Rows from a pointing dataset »
_____

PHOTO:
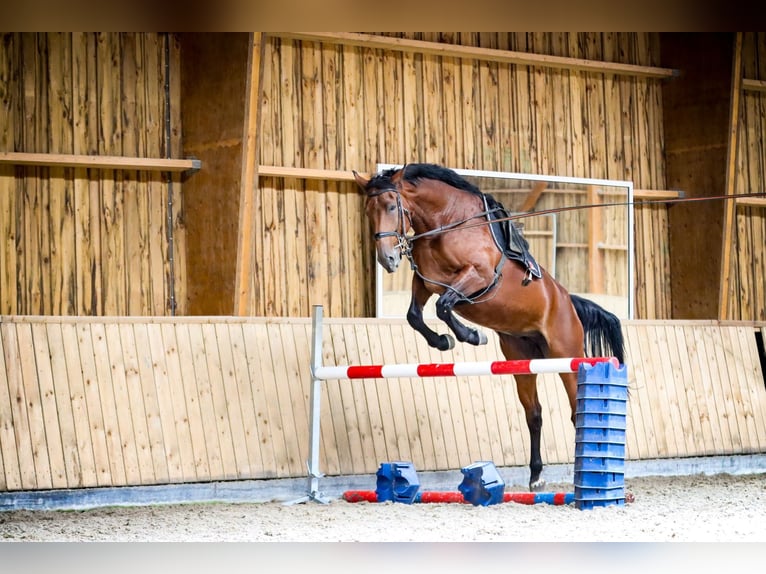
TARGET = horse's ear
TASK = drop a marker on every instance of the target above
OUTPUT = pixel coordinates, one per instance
(360, 180)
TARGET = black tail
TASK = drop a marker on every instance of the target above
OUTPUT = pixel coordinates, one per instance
(603, 332)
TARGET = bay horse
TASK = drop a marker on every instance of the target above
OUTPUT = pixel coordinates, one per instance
(482, 270)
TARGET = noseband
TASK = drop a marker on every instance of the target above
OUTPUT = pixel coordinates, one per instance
(404, 243)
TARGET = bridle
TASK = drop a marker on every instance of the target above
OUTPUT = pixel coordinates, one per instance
(404, 244)
(403, 241)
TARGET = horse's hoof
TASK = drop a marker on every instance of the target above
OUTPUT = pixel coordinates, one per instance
(446, 342)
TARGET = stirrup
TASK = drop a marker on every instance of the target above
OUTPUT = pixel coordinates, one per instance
(527, 278)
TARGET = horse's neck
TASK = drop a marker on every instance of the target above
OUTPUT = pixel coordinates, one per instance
(442, 207)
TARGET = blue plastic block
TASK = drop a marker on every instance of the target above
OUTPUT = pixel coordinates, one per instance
(397, 482)
(599, 464)
(608, 449)
(589, 504)
(600, 420)
(602, 406)
(597, 434)
(602, 373)
(596, 479)
(588, 390)
(482, 484)
(588, 493)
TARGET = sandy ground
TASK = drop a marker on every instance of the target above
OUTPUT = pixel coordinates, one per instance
(697, 508)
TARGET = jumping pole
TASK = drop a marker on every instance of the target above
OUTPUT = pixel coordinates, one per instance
(321, 373)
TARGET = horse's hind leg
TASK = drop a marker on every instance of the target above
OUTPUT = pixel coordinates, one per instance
(526, 386)
(419, 298)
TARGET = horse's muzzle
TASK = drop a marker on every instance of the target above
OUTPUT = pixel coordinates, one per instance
(389, 259)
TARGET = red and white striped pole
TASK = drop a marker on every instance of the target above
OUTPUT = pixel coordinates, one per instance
(517, 367)
(321, 373)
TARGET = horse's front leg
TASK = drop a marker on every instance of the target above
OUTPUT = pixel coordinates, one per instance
(466, 281)
(420, 296)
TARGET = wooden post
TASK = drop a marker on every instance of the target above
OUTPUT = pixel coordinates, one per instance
(249, 183)
(731, 164)
(595, 237)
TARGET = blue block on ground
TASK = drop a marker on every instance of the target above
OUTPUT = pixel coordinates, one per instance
(397, 482)
(589, 390)
(599, 434)
(601, 448)
(600, 420)
(602, 406)
(599, 464)
(599, 479)
(482, 484)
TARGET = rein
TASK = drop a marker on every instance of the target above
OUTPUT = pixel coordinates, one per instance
(445, 229)
(405, 245)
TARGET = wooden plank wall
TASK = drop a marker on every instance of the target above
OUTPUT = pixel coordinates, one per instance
(88, 402)
(79, 241)
(336, 107)
(747, 288)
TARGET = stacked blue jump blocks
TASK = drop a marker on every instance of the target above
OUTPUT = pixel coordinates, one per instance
(599, 472)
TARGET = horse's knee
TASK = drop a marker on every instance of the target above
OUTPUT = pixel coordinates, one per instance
(443, 308)
(535, 420)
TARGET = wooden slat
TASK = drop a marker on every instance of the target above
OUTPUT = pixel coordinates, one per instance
(93, 401)
(161, 295)
(479, 53)
(641, 443)
(385, 437)
(18, 417)
(76, 379)
(244, 383)
(195, 415)
(209, 359)
(166, 403)
(162, 454)
(121, 417)
(101, 161)
(749, 84)
(751, 201)
(9, 453)
(132, 393)
(233, 402)
(724, 293)
(273, 432)
(44, 376)
(64, 407)
(250, 173)
(113, 437)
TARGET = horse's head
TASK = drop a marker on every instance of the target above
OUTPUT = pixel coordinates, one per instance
(386, 216)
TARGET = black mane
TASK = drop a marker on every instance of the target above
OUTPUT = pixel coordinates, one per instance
(381, 180)
(414, 171)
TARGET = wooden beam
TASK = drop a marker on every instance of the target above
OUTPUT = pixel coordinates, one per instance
(754, 85)
(477, 53)
(595, 236)
(751, 201)
(99, 161)
(653, 194)
(533, 196)
(305, 173)
(249, 182)
(731, 165)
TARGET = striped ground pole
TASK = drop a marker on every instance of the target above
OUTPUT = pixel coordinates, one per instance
(321, 373)
(516, 367)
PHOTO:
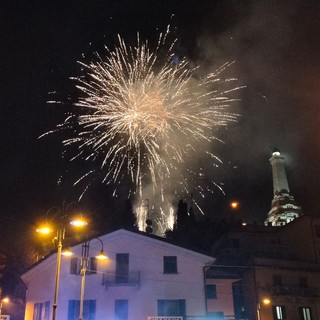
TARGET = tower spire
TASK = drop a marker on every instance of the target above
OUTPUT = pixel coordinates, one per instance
(283, 206)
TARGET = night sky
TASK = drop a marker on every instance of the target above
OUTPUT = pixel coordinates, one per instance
(276, 48)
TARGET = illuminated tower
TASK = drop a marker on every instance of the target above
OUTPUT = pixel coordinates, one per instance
(283, 206)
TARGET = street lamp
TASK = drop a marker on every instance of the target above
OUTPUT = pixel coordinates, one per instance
(4, 300)
(60, 235)
(84, 265)
(264, 301)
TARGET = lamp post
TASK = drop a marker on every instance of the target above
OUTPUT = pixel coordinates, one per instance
(60, 234)
(4, 300)
(84, 265)
(265, 301)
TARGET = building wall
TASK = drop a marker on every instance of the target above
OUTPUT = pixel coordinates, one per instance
(146, 256)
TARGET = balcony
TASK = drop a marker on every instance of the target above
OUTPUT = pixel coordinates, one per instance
(111, 279)
(192, 318)
(294, 291)
(165, 318)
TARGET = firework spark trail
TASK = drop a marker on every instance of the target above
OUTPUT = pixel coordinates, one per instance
(146, 114)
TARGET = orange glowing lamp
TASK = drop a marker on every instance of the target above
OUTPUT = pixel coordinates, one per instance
(234, 205)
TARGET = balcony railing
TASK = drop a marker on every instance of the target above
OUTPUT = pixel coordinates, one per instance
(294, 291)
(165, 318)
(132, 278)
(191, 318)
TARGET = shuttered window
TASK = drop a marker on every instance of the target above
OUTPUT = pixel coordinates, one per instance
(89, 309)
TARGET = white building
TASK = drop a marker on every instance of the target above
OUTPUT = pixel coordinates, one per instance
(145, 276)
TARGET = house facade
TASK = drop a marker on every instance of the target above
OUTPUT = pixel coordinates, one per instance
(144, 277)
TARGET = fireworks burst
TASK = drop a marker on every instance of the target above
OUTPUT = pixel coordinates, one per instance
(144, 112)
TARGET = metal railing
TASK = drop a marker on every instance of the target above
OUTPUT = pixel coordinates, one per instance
(132, 278)
(165, 318)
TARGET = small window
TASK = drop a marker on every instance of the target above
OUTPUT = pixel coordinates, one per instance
(211, 291)
(279, 312)
(317, 231)
(121, 309)
(277, 280)
(303, 282)
(170, 264)
(172, 308)
(305, 313)
(219, 315)
(89, 309)
(75, 266)
(235, 243)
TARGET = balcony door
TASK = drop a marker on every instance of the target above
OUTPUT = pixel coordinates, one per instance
(122, 268)
(172, 308)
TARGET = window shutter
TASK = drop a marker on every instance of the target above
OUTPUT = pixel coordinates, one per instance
(74, 265)
(284, 312)
(93, 265)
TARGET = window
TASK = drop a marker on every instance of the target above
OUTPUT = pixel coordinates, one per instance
(235, 243)
(279, 312)
(171, 308)
(303, 282)
(75, 266)
(122, 267)
(277, 280)
(89, 309)
(121, 309)
(170, 264)
(305, 313)
(211, 291)
(317, 230)
(41, 311)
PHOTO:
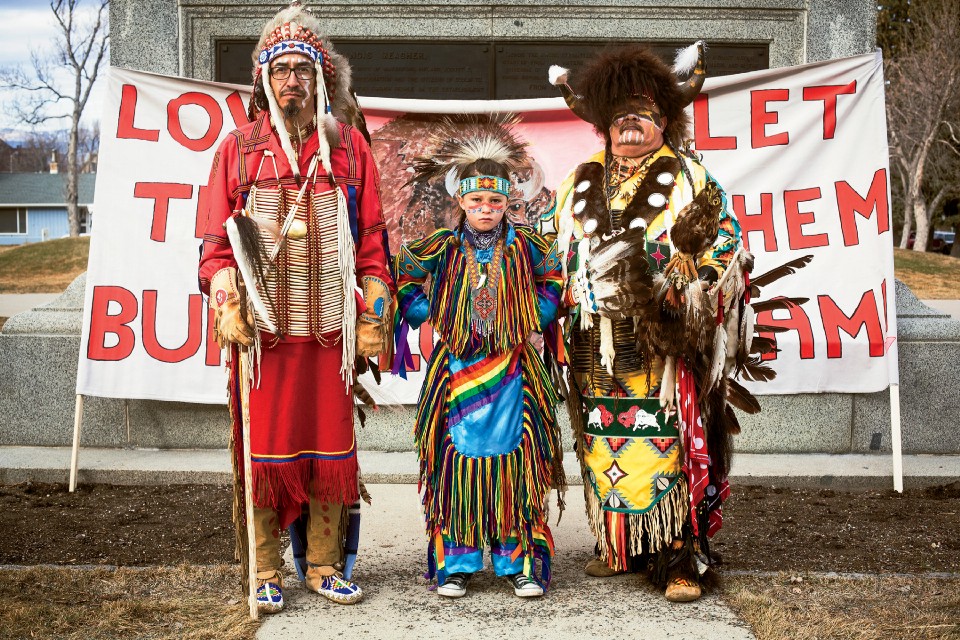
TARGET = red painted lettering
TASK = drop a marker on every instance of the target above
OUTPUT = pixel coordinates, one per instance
(128, 109)
(703, 141)
(796, 320)
(103, 323)
(194, 329)
(202, 212)
(238, 110)
(161, 193)
(797, 219)
(760, 118)
(214, 125)
(850, 203)
(762, 222)
(865, 316)
(828, 94)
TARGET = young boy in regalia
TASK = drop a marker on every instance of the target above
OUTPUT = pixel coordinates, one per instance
(485, 429)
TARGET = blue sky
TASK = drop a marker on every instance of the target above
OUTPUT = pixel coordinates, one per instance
(27, 25)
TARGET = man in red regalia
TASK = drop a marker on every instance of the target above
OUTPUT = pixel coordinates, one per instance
(294, 231)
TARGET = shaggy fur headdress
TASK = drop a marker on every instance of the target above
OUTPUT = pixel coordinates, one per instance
(296, 30)
(614, 77)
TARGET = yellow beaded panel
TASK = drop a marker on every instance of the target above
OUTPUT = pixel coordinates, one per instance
(304, 284)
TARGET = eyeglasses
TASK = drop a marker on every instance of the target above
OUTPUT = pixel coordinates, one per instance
(303, 73)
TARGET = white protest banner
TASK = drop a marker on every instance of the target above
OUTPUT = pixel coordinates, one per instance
(801, 152)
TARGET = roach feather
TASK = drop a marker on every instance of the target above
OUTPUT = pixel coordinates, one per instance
(698, 223)
(777, 303)
(738, 396)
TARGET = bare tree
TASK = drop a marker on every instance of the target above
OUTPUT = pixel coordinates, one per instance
(923, 109)
(80, 49)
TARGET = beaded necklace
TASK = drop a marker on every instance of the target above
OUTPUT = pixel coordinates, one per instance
(483, 289)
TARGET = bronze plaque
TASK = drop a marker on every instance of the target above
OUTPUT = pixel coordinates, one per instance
(521, 68)
(475, 70)
(437, 71)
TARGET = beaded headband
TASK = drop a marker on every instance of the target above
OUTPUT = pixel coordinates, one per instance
(484, 183)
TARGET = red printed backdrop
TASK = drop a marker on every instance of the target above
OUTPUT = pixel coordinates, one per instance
(801, 152)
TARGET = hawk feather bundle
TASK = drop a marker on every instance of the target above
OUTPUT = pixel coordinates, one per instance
(620, 275)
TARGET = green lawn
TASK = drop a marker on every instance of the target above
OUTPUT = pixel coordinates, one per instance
(43, 267)
(48, 267)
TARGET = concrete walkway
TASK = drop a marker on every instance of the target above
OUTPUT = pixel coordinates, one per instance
(947, 306)
(398, 605)
(212, 466)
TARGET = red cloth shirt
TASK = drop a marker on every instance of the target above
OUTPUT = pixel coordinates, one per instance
(301, 416)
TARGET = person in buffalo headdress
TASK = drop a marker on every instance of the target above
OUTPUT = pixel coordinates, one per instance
(294, 226)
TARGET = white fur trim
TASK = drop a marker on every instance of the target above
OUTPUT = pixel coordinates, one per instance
(686, 59)
(278, 121)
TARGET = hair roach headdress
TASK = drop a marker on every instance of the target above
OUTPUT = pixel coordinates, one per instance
(460, 141)
(616, 76)
(296, 30)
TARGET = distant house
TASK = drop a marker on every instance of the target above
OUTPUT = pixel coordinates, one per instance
(32, 207)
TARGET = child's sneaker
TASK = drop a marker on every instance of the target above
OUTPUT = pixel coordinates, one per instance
(337, 589)
(269, 596)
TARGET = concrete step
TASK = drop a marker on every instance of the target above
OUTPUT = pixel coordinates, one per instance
(212, 466)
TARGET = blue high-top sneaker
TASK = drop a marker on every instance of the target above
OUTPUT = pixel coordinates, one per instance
(335, 588)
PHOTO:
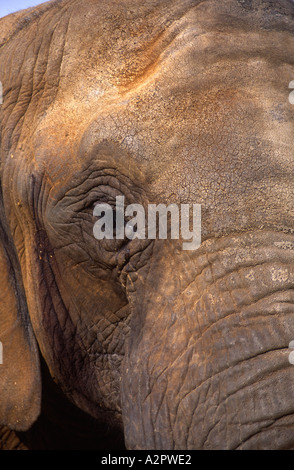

_____

Brief »
Pick out each line of the records above that contains the string "striped" and copy those lines.

Exercise output »
TARGET = red and white striped pole
TARGET = striped ground pole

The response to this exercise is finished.